## [Region annotation entries]
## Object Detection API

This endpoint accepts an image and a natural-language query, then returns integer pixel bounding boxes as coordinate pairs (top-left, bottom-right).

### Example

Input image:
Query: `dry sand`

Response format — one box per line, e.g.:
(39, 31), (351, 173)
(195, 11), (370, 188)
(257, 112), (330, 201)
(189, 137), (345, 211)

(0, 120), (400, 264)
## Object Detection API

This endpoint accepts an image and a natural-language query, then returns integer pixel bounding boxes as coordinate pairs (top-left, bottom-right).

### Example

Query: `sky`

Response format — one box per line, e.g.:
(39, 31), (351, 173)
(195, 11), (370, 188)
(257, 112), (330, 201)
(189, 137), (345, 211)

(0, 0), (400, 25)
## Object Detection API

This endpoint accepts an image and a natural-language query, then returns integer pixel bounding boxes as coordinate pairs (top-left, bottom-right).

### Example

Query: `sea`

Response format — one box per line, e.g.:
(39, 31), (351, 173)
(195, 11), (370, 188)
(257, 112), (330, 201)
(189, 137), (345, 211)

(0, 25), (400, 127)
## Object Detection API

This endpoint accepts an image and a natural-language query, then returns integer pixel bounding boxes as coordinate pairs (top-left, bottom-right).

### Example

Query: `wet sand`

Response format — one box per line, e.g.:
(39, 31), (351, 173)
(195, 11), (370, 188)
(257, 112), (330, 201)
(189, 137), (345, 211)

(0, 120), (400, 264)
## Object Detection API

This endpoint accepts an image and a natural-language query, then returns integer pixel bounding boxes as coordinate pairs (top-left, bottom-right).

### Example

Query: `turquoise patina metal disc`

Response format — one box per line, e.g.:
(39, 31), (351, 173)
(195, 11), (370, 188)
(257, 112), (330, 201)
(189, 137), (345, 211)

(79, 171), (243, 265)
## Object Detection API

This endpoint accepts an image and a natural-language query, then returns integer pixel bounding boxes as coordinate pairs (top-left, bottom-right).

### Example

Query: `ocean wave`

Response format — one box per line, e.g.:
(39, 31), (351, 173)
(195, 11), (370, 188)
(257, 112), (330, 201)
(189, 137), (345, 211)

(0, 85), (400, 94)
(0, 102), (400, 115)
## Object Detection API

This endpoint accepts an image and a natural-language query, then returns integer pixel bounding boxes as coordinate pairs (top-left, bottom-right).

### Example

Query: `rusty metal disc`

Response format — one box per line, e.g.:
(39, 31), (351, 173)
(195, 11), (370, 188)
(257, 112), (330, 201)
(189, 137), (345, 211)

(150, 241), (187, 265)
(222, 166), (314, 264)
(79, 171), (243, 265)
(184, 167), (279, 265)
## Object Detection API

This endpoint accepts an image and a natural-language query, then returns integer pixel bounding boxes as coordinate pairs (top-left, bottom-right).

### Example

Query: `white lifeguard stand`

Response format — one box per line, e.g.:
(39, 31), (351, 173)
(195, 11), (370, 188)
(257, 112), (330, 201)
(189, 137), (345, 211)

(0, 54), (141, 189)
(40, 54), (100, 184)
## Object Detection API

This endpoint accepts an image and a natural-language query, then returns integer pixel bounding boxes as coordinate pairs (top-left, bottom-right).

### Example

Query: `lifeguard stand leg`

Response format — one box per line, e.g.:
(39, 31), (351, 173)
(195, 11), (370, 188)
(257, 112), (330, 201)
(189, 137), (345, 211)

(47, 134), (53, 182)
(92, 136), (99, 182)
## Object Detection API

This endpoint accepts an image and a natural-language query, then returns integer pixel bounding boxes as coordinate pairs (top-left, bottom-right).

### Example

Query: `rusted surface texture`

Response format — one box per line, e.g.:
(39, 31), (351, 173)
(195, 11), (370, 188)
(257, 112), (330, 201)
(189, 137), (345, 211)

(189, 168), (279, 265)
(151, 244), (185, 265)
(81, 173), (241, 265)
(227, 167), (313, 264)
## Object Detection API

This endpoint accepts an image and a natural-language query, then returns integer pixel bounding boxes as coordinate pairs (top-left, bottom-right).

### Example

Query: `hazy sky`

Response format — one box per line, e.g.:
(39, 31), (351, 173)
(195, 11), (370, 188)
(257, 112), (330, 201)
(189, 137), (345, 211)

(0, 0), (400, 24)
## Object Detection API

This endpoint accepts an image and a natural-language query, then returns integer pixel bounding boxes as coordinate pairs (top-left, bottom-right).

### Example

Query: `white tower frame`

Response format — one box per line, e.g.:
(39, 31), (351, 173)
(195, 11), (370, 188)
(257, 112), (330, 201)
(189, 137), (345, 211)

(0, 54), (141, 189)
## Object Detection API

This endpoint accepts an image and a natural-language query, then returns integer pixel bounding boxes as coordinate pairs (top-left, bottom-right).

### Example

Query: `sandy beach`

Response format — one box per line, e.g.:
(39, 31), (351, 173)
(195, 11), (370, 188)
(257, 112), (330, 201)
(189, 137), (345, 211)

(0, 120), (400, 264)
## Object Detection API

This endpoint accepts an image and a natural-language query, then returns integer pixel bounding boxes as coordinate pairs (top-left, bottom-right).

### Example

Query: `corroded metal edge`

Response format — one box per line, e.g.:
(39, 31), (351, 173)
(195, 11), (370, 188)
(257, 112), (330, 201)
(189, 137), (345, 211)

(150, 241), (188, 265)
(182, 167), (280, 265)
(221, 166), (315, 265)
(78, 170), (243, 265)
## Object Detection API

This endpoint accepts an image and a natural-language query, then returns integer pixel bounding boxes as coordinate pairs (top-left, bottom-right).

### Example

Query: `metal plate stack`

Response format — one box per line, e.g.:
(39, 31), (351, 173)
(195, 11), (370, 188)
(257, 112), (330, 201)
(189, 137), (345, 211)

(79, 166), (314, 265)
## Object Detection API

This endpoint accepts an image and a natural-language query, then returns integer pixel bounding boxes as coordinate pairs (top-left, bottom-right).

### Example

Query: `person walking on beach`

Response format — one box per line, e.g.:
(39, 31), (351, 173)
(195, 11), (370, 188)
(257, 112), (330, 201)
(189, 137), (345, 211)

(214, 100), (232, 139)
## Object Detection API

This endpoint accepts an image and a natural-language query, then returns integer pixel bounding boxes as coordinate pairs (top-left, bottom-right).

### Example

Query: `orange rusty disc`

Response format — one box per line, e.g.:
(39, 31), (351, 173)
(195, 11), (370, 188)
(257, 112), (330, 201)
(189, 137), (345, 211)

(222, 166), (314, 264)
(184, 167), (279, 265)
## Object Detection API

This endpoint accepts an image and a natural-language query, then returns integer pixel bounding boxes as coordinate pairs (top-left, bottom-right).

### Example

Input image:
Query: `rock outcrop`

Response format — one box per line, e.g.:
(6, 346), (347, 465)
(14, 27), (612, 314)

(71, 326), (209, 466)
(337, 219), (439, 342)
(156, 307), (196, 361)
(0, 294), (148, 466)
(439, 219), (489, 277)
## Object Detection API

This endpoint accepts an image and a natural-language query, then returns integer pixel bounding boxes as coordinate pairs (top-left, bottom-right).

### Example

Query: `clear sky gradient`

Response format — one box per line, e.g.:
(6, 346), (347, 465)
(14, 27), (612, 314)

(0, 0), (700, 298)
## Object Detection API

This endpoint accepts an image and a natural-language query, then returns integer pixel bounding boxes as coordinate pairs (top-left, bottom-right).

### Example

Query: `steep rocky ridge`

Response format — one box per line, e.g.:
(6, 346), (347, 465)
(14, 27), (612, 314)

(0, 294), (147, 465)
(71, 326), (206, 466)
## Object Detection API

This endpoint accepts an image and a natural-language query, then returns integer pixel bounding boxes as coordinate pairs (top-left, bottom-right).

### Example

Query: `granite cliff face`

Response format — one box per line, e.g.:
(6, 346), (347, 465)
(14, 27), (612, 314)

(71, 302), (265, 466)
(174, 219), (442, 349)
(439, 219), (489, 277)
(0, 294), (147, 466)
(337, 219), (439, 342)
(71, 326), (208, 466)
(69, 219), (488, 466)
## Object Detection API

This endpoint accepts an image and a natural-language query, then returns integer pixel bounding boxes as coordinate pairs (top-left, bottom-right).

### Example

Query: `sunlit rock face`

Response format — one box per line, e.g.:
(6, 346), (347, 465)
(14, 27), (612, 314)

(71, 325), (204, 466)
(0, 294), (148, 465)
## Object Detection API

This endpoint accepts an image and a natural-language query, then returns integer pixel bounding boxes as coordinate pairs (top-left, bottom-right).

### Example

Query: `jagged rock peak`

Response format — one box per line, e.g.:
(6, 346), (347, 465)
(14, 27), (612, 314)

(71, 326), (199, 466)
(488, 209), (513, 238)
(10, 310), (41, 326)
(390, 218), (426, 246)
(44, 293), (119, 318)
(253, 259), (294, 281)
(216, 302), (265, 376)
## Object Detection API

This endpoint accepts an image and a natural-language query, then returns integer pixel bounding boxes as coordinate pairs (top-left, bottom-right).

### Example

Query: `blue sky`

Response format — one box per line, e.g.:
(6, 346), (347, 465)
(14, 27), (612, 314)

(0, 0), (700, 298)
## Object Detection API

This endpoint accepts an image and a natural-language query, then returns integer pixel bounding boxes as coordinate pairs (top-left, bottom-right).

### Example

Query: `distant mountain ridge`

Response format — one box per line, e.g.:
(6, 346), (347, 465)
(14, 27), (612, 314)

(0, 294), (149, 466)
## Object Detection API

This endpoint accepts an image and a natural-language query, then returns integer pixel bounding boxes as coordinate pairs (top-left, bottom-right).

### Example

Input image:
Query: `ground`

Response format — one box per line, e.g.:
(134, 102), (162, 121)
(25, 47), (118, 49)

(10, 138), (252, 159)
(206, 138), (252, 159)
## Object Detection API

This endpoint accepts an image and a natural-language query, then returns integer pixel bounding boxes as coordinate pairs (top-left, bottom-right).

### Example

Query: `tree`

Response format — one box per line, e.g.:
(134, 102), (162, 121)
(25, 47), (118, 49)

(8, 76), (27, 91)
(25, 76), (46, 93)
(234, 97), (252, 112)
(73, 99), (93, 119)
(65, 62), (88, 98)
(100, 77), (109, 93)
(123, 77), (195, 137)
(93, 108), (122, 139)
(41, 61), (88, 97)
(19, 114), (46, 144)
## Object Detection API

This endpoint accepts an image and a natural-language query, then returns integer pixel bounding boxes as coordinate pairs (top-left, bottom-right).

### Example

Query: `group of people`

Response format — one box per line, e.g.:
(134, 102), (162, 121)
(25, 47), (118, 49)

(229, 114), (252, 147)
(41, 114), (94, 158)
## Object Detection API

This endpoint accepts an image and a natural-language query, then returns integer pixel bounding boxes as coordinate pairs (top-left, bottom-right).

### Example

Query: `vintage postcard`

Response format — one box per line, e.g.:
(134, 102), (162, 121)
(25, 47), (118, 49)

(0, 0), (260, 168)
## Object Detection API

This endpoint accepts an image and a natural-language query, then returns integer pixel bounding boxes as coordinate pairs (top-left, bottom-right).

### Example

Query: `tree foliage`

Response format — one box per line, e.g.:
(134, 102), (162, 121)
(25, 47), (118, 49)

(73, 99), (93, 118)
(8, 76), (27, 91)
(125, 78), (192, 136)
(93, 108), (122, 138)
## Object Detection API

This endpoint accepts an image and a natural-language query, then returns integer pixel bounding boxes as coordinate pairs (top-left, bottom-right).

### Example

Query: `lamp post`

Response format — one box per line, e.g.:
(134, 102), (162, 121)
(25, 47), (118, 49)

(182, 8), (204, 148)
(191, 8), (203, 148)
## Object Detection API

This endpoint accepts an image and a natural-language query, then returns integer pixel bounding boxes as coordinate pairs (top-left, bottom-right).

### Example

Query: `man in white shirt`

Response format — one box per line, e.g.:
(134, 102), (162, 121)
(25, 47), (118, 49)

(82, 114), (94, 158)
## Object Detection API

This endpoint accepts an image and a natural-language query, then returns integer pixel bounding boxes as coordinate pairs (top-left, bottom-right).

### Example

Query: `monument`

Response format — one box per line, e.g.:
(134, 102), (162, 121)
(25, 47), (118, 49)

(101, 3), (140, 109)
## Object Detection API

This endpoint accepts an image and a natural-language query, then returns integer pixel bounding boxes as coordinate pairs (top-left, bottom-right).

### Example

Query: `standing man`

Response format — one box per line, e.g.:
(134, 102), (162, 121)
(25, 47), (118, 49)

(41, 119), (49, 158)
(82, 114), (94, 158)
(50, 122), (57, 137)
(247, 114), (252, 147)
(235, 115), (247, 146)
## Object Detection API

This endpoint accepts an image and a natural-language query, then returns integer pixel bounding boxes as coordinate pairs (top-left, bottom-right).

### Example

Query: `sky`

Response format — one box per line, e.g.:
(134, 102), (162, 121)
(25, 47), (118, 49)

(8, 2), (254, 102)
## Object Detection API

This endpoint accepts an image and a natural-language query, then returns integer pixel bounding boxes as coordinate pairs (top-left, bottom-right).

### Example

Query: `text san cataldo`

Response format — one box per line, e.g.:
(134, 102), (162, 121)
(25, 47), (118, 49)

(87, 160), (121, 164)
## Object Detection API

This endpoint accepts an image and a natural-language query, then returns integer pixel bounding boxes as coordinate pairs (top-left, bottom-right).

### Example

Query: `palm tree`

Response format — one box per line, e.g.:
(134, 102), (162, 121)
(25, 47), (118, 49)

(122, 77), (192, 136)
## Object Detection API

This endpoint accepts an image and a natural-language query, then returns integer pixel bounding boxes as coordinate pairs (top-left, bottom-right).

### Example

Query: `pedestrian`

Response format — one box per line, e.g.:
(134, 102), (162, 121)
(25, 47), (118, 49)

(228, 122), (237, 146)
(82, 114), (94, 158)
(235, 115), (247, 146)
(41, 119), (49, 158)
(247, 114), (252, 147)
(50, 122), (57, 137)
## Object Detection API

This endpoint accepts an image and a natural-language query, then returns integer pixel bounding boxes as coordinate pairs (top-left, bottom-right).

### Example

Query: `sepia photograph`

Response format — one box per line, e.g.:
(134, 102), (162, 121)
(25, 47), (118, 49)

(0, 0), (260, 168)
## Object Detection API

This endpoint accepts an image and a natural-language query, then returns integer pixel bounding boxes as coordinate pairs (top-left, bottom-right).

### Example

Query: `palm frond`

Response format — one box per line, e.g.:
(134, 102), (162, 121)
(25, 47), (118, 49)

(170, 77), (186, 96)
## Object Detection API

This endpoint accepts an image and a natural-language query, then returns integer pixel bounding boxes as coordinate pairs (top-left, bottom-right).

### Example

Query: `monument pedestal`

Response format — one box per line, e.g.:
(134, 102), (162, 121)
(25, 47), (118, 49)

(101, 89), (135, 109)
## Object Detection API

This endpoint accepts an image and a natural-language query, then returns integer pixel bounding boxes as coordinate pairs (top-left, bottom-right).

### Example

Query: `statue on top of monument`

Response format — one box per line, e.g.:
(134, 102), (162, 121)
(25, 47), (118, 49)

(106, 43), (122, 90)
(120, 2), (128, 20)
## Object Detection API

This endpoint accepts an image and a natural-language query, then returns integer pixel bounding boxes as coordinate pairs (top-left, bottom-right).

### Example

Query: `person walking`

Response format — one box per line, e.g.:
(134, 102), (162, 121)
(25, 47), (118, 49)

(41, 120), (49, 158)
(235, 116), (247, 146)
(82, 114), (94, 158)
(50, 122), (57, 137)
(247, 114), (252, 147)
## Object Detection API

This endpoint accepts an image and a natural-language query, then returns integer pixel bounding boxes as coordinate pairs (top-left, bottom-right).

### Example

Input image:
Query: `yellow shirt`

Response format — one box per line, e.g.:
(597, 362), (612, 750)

## [AIM]
Lay out the listing as a numbered list, from its first line through the line containing "(0, 0), (400, 25)", both ends included. Leave out blank lines.

## [EXPECTED ANSWER]
1. ## Object Detection API
2. This endpoint accepts an image and a natural-language query, then returns integer pixel bounding boxes as coordinate pairs (top-left, bottom-right).
3. ### Example
4. Input image:
5. Query: `dry sand`
6. Response format — one box per line, e.g.:
7. (39, 31), (351, 173)
8. (195, 11), (370, 188)
9. (257, 112), (330, 201)
10. (189, 137), (345, 211)
11. (0, 120), (400, 264)
12. ## Object Detection API
13. This endpoint accepts an image and a natural-language query, then returns integer pixel bounding boxes as coordinate pairs (top-left, bottom-right).
14. ### Example
15. Query: `sky`
16. Response format — one box per line, e.g.:
17. (39, 31), (351, 173)
18. (195, 11), (370, 188)
19. (257, 112), (330, 201)
20. (189, 137), (345, 211)
21. (0, 0), (400, 25)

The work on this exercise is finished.